• **AUFGABENSTELLUNG**
Setzen Sie den Bericht über die Schule in Sucre im Anschluss an seinen letzten Satz fort.

• **ZITIERTER TEXTAUSZUG**
════════

Alle lernen Gebärdensprache

Ein Junge liegt auf einer blauen Matte, während ein Mann und ein Mädchen im Rollstuhl zusehen.
Lokalaugenschein von "Licht für die Welt" in einer Schule in Sucre (Bolivien).

Bolivien liegt in Südamerika und zählt zu den ärmsten Ländern des Kontinents. Im Umgang mit behinderten Kindern ist eine besondere Schule in der Hauptstadt Sucre aber echt Klasse.

Lokalaugenschein in der Schule der „Licht für die Welt“-Partnerorganisation „E.T.I.“ in Boliviens Hauptstadt Sucre: In einem der Klassenzimmer sitzen 27 Kinder und begrüßen ihre österreichischen Gäste. Dass sie nicht nur mit dem Mund, sondern auch mit den Händen „sprechen“, ist für sie alle ganz selbstverständlich. „Wir haben zwei gehörlose Kinder hier, deshalb können alle die Gebärdensprache recht gut“, erklärt ihre Lehrerin.

════════

• **AUFLISTUNG DER DATEN**
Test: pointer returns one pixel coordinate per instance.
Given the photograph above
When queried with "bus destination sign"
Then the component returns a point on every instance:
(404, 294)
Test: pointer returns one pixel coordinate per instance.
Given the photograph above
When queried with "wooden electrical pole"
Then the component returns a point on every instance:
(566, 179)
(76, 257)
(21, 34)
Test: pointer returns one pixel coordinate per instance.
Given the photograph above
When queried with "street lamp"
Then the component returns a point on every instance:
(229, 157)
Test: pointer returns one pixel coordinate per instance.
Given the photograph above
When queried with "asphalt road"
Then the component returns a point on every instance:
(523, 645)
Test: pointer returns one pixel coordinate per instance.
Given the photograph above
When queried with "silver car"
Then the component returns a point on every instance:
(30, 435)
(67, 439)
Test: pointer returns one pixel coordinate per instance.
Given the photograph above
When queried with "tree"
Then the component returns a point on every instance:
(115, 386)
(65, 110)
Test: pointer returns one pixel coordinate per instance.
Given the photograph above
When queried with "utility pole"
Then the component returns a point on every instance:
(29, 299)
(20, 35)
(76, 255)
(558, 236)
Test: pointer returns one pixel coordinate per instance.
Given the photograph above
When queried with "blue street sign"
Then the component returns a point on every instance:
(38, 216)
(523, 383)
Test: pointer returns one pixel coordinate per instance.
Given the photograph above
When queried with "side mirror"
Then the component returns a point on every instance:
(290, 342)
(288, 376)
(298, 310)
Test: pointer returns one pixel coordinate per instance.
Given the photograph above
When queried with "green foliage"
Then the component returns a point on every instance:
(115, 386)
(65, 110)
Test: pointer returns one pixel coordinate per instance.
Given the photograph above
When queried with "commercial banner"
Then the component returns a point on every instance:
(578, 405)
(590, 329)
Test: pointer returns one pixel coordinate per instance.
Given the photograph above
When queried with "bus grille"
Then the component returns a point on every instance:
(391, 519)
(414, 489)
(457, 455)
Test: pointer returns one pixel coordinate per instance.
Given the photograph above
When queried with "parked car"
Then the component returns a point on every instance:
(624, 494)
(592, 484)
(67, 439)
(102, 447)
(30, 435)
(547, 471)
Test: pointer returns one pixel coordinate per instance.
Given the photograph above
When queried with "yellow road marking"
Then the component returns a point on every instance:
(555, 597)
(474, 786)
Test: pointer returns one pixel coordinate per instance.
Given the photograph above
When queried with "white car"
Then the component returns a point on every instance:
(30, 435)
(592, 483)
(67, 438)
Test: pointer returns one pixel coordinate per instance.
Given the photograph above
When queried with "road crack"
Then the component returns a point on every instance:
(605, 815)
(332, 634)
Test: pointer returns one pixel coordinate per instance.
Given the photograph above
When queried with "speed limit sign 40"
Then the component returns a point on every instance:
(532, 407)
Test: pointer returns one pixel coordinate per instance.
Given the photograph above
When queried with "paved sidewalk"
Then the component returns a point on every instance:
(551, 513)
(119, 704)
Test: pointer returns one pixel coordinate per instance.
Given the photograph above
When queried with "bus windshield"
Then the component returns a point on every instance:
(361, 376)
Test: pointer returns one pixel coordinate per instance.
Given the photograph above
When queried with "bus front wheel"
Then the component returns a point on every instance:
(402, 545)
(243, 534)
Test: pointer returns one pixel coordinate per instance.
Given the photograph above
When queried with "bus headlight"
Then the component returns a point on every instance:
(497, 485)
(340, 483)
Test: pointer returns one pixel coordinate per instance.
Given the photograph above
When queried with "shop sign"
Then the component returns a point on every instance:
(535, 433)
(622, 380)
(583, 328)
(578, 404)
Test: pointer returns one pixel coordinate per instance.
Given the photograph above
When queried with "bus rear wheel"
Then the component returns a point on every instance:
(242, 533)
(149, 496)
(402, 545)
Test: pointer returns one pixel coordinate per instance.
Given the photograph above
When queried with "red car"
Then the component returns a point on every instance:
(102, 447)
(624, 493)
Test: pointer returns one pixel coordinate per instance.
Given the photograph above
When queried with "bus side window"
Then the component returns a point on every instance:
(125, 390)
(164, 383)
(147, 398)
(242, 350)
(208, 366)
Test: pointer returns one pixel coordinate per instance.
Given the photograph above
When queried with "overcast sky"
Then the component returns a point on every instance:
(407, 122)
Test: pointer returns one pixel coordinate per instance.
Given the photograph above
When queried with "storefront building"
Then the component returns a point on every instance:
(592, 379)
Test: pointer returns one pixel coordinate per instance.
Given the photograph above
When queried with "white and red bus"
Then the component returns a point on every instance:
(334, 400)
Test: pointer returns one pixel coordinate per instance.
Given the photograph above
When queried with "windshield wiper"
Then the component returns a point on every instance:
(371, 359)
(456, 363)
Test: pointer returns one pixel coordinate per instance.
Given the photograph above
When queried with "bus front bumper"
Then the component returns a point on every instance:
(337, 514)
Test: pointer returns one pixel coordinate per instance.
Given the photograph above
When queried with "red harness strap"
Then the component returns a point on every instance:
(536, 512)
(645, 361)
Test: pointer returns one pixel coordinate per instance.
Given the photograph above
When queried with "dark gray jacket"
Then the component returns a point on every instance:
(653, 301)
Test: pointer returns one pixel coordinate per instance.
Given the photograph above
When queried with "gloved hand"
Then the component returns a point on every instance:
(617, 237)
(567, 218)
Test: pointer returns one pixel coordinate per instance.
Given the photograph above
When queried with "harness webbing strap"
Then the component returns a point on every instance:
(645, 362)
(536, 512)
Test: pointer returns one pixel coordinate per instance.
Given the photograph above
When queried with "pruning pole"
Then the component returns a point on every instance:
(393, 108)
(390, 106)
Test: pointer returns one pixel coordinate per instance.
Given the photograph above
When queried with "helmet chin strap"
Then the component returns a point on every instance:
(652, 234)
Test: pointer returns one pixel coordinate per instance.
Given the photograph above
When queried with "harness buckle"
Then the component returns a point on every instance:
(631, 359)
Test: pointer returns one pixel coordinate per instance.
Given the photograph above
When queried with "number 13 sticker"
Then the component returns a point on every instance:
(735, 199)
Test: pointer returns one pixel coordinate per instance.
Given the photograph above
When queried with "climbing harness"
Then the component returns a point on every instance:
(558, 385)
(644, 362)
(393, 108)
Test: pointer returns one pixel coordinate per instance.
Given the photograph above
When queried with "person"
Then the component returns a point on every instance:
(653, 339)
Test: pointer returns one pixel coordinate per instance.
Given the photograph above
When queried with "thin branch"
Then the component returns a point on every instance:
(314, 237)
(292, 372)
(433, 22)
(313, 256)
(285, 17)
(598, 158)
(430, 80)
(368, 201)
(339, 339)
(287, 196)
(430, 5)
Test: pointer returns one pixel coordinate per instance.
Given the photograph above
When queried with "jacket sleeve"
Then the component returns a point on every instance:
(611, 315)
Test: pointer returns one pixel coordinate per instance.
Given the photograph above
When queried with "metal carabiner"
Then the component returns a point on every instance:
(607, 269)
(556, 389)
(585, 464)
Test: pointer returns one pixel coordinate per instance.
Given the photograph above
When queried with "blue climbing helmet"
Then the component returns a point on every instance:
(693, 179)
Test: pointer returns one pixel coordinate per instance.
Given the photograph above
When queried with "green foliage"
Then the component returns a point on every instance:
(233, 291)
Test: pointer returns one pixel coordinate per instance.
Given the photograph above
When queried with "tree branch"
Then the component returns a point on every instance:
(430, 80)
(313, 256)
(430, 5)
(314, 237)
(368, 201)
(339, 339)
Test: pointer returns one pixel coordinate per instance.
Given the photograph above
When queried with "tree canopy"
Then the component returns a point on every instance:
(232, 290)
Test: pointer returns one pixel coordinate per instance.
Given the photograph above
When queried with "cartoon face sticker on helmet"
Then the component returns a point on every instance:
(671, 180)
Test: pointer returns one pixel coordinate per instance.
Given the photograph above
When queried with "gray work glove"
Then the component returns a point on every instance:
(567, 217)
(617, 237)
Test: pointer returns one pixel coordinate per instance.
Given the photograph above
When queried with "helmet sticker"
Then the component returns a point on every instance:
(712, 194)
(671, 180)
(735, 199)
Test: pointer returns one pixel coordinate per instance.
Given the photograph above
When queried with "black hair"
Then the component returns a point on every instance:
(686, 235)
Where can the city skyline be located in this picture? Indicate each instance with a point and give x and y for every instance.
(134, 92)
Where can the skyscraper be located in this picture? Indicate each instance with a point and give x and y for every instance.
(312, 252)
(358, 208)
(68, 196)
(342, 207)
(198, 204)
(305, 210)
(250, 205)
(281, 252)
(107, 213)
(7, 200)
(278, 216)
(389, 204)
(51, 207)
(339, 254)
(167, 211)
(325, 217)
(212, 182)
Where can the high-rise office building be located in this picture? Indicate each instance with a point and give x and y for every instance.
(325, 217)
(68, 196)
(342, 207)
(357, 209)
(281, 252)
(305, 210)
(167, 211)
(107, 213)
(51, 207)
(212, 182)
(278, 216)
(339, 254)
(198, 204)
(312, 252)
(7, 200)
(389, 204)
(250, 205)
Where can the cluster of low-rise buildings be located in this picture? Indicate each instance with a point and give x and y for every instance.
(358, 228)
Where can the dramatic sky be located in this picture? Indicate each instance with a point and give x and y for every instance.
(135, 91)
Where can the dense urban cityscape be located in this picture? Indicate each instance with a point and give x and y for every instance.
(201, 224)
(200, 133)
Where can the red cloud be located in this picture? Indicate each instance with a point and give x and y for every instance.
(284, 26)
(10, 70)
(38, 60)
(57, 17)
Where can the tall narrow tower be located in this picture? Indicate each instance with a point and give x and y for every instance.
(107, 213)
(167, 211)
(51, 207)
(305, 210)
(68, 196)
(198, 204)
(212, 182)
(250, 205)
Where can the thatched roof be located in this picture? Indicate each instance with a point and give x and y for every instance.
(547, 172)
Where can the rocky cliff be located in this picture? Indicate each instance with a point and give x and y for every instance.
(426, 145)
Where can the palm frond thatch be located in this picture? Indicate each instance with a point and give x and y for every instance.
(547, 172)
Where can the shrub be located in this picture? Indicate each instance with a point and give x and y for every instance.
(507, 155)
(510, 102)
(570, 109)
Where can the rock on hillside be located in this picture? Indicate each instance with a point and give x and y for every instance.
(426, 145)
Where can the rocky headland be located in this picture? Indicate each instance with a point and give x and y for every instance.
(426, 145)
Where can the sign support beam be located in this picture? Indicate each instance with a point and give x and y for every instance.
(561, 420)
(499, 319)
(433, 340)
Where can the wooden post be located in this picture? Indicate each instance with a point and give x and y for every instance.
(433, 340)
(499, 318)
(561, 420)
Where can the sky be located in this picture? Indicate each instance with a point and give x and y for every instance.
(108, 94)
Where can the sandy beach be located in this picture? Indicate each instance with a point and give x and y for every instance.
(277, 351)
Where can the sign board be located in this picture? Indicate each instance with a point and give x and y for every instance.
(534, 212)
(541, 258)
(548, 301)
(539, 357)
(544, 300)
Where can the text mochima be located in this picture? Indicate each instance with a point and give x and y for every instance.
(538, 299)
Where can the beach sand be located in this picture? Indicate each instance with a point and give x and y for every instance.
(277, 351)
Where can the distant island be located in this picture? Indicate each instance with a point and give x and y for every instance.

════════

• **ERGEBNIS DER AUFGABE**
Miguel in der ersten Reihe stellt das auch gleich unter Beweis: Kichernd bringt der 13-Jährige dem Besuch die Gebärden für „Guten Morgen“ und „Danke“ bei. Dass er die Gebärdensprache lernen musste, findet er nicht so toll, denn: „Das war am Anfang echt schwer“. Dass er sie nun aber kann, findet der Teenager hingegen super: „Es ist schon cool, wenn man sich mit wirklich allen Klassenkameraden unterhalten kann.“ Auch für alle anderen Schüler und Lehrer ist Gebärdensprache ein Pflichtfach – eine Idee, von der auch Österreich etwas lernen könnte.

Welches Konzept sich dahinter verbirgt, verrät ein Schild an der Wand des Klassenzimmers: „Für Inklusion schlägt unser Herz“, steht dort auf Spanisch geschrieben. Im Klartext bedeutet das sperrige Wort „Inklusion“ ein gemeinsames, und gleichzeitig auf die jeweiligen Bedürfnisse abgestimmtes Lernen für alle.

Alle gemeinsam, jede/r im eigenen Tempo

Eine Lehrerin unterrichtet eine Klasse von Schülern in einem Klassenzimmer.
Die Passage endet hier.